> [To do]:
Return, word for word, only the lines from the one containing "[spot] the elephant head" through the last line of the entries.

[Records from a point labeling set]
◆ ◆ ◆

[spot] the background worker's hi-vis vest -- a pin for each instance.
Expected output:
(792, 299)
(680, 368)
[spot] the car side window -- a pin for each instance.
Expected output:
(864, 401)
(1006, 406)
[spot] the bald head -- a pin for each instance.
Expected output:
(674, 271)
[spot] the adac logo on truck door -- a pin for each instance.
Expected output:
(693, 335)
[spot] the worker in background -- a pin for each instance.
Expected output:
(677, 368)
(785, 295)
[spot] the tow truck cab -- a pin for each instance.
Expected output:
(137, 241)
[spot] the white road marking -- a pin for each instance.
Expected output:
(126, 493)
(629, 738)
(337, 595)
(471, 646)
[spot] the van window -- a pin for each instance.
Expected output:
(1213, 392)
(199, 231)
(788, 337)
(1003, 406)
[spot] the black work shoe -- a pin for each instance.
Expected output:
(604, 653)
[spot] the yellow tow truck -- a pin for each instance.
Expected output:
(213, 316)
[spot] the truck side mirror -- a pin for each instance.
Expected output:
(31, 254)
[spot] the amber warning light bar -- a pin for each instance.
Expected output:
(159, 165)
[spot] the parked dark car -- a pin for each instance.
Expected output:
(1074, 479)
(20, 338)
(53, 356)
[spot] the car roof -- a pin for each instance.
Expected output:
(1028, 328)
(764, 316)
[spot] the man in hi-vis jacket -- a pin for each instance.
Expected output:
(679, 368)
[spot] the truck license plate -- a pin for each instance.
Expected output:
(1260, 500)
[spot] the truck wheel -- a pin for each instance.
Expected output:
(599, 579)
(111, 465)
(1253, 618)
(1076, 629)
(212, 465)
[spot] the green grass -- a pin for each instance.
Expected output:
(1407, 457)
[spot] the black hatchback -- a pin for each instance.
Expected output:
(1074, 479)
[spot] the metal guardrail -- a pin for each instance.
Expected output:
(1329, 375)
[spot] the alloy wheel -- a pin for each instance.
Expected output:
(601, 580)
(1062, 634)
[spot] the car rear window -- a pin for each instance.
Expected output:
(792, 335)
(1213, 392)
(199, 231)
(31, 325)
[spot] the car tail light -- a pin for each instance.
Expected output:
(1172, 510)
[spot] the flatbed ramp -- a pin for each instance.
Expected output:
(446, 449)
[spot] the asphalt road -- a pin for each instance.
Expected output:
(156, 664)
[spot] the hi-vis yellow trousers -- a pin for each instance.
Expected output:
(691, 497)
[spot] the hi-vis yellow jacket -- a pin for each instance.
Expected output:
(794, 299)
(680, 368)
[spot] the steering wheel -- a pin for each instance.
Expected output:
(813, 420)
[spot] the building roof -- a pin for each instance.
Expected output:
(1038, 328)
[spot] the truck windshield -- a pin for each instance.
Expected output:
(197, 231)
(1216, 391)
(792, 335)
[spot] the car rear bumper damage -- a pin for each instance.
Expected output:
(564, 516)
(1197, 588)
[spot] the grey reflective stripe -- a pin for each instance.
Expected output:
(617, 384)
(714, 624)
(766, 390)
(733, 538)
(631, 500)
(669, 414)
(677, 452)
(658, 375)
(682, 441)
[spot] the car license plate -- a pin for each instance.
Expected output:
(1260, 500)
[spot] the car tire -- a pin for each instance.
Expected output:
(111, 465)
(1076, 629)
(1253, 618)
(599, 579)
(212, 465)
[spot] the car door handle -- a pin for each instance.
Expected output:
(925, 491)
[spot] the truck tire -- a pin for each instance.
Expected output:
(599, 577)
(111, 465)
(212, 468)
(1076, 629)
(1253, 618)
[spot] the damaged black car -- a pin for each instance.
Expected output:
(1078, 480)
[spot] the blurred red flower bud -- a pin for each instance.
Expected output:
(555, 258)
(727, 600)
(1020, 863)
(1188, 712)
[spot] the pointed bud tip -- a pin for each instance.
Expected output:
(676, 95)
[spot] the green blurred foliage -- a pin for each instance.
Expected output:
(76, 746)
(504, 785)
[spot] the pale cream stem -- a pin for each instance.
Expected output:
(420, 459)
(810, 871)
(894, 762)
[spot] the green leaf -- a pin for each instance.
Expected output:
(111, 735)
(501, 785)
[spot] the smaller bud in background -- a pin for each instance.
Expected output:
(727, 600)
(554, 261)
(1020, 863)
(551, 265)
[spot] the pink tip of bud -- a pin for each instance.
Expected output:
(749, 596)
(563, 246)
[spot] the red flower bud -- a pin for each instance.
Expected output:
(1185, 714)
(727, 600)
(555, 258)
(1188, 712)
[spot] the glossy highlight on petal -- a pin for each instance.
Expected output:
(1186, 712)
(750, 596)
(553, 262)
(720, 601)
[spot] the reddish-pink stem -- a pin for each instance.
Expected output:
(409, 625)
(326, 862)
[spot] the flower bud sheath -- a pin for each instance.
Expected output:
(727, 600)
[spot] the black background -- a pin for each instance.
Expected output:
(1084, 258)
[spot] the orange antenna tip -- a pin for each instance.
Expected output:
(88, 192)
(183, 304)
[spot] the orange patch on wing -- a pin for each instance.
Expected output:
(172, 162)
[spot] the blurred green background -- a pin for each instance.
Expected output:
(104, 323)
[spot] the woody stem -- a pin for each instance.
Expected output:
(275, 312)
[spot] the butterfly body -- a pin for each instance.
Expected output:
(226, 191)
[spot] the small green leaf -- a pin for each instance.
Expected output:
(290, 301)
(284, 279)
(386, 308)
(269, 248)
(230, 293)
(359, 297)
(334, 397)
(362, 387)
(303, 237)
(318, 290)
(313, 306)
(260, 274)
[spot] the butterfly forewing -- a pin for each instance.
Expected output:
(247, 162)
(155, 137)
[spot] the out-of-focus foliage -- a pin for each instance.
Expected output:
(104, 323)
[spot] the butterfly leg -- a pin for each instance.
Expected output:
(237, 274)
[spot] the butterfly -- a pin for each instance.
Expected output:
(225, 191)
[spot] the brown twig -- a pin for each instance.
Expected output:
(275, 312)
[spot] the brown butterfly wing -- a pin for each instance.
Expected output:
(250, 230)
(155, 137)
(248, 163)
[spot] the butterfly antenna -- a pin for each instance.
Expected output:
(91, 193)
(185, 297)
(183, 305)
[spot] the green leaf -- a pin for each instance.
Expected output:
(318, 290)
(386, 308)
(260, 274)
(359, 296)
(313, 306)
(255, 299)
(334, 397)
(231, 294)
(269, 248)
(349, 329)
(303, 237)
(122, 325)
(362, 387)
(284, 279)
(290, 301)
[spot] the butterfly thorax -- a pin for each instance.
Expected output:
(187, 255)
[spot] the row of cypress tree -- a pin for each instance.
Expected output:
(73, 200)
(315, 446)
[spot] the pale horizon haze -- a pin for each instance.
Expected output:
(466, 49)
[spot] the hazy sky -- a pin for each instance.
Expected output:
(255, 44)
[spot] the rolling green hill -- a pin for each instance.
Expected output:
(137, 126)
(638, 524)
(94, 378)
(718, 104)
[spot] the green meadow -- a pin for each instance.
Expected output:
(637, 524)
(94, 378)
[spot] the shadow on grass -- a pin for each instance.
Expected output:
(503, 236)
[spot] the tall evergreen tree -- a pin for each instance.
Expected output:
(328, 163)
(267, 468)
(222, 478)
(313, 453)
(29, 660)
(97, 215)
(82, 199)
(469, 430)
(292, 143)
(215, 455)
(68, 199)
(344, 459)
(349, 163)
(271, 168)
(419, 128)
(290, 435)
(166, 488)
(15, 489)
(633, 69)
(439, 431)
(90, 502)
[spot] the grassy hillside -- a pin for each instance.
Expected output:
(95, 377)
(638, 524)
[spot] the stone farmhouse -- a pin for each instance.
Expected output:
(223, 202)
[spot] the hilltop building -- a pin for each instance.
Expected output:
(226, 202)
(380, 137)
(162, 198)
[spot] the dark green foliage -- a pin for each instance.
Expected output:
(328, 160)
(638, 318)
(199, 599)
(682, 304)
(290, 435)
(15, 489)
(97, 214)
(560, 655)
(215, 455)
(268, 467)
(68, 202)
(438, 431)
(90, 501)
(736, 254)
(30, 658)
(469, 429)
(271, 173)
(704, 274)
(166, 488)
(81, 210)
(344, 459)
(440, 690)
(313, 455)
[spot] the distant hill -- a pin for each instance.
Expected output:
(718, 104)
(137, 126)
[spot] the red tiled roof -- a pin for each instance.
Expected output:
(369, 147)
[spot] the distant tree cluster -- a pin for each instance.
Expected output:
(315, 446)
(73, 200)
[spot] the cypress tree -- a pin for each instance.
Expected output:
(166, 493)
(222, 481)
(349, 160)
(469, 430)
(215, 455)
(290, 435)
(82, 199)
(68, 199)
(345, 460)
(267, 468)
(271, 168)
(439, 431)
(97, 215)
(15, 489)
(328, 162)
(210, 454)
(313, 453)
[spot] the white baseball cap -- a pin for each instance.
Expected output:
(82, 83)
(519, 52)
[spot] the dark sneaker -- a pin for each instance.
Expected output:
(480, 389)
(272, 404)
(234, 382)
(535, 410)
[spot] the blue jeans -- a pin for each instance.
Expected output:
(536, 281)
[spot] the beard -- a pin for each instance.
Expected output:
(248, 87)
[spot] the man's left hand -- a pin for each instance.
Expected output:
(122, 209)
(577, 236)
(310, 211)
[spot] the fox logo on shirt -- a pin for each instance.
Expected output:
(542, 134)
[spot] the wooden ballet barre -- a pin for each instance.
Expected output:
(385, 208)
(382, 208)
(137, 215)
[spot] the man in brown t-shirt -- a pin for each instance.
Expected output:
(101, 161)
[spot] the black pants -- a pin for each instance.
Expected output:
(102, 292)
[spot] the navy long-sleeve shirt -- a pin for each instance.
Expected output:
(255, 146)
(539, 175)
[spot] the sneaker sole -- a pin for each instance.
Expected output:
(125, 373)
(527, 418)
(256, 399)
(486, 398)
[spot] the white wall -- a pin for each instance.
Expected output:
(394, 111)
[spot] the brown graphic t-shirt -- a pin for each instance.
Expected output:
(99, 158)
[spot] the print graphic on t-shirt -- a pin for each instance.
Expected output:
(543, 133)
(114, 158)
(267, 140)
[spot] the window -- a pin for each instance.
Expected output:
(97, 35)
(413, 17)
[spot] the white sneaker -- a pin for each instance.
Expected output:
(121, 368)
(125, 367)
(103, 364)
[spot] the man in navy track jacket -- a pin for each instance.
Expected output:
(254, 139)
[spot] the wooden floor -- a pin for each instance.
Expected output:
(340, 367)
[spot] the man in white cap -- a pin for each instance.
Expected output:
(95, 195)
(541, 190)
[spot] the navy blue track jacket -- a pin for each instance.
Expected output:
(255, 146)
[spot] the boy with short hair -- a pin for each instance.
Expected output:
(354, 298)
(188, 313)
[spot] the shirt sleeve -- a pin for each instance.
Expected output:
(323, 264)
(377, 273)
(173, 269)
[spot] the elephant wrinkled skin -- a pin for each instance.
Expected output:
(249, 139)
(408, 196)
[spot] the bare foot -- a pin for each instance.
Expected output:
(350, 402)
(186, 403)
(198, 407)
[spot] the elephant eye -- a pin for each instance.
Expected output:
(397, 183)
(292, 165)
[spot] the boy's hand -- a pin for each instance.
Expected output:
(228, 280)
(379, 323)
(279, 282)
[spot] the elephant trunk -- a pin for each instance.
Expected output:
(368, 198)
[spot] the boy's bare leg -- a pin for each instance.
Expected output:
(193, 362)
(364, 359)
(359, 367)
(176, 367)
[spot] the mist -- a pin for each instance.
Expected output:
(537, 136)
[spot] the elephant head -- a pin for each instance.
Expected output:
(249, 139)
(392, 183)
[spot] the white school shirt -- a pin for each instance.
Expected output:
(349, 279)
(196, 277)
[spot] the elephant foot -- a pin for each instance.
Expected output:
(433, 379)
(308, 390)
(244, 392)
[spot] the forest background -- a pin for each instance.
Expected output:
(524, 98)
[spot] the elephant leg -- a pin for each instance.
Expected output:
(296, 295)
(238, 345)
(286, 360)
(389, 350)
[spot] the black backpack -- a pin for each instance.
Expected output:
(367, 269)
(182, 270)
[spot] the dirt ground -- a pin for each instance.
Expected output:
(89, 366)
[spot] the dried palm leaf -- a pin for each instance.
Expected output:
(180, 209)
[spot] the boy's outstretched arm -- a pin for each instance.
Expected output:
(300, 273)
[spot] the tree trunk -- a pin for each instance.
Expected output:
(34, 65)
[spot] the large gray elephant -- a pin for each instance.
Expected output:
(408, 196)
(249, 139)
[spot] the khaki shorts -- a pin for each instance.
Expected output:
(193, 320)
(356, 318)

◆ ◆ ◆

> [Written answer]:
[spot] the elephant head -- a pin for each instance.
Expected output:
(249, 139)
(392, 183)
[spot] the white school shirt -- a pin for each instance.
Expected output:
(349, 279)
(196, 277)
[spot] the elephant foot -- a pin for each instance.
Expected output:
(433, 379)
(308, 390)
(244, 392)
[spot] the forest background -- a pin for each instance.
Expected output:
(524, 98)
[spot] the elephant leg -- a pin for each instance.
Expected output:
(296, 295)
(238, 345)
(286, 360)
(389, 350)
[spot] the black backpack -- a pin for each instance.
Expected output:
(367, 269)
(182, 270)
[spot] the dirt ground -- a pin for each instance.
Expected output:
(89, 366)
[spot] the dried palm leaf -- a pin for each instance.
Expected output:
(180, 209)
[spot] the boy's outstretched arm -- a pin for each instance.
Expected output:
(300, 273)
[spot] the tree trunk -- a pin for each instance.
Expected output:
(34, 65)
[spot] the large gray elephant -- a pin for each instance.
Expected output:
(408, 196)
(249, 139)
[spot] the khaki shorts -- a pin for each instance.
Expected output:
(193, 320)
(356, 318)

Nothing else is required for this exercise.